### Direction:
Locate every line below that contains the string "record" and copy each one in full. Matching is case-sensitive.

### Rows:
◆ ◆ ◆ ◆ ◆
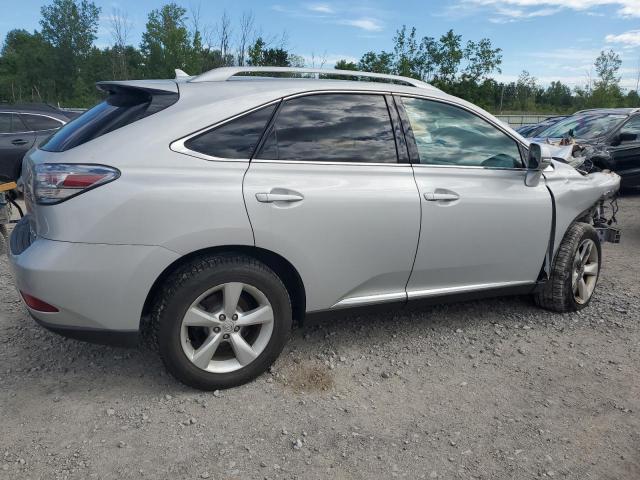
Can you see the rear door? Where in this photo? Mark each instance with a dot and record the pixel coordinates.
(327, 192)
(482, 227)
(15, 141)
◆ ◆ ◆ ◆ ◆
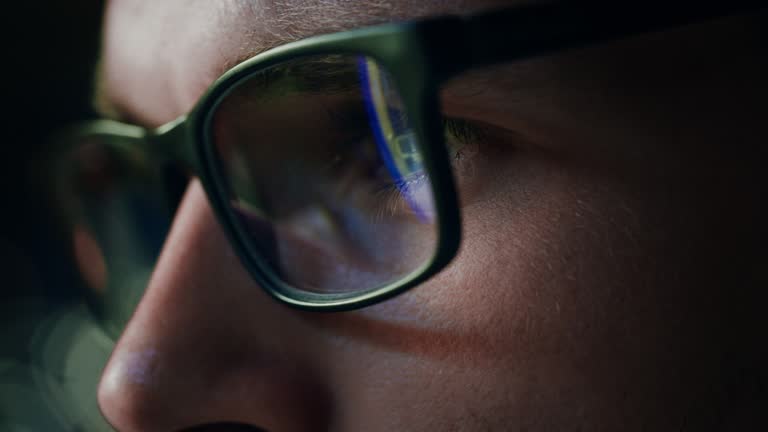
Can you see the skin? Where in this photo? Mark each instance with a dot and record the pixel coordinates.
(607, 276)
◆ ◆ ◆ ◆ ◆
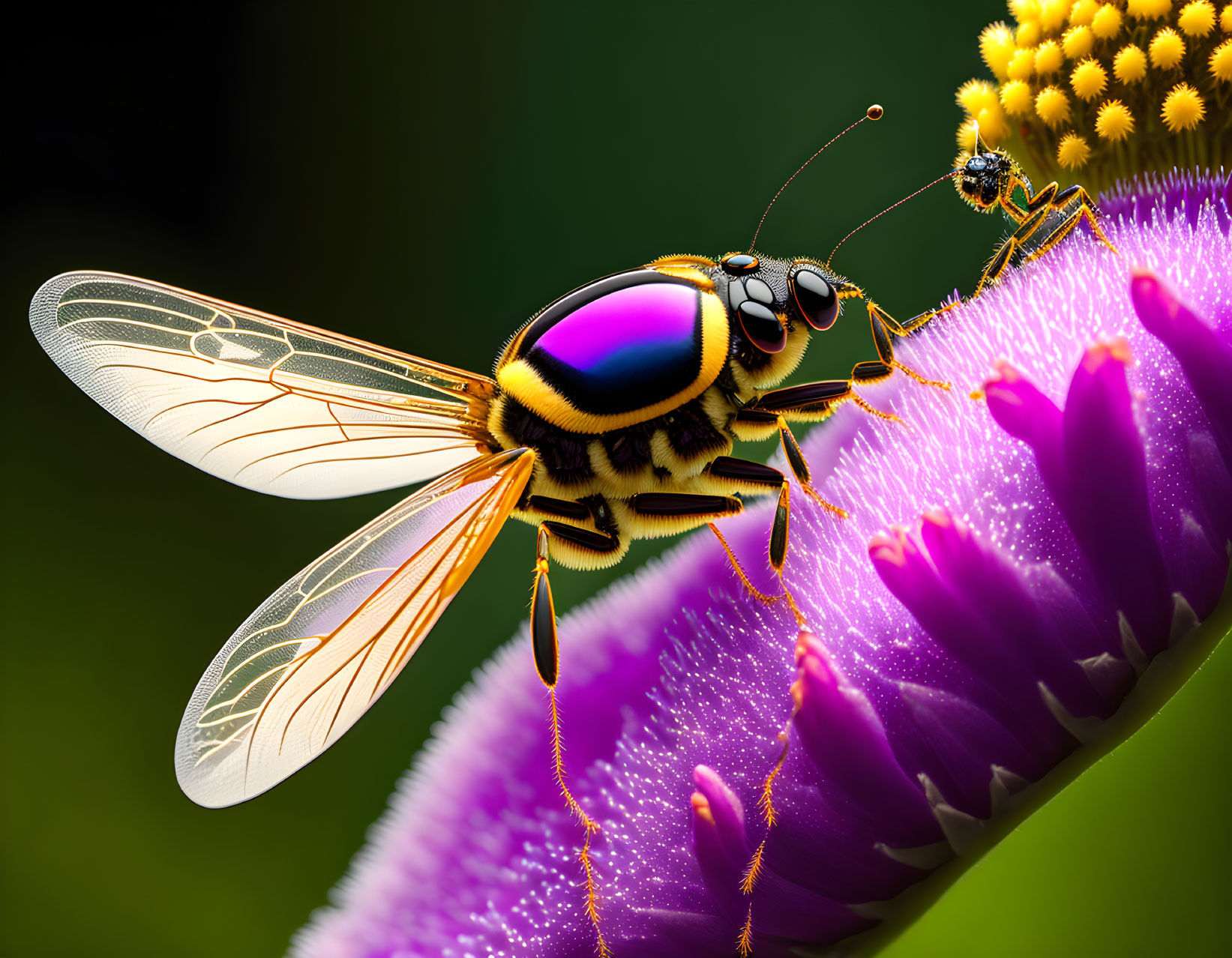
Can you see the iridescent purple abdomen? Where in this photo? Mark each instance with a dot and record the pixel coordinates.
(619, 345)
◆ ◆ ◆ ◆ ◆
### Reply:
Can you see the rear door? Where in this photo? Mark each instance with a dot and record the pixel coordinates.
Can you see the skin? Where in this photo? Mark each instance with a dot and record the pixel coordinates.
Can you see the iridescent purple abdomen? Where in this photo? Mark each instance with a dot and record the pixel coordinates.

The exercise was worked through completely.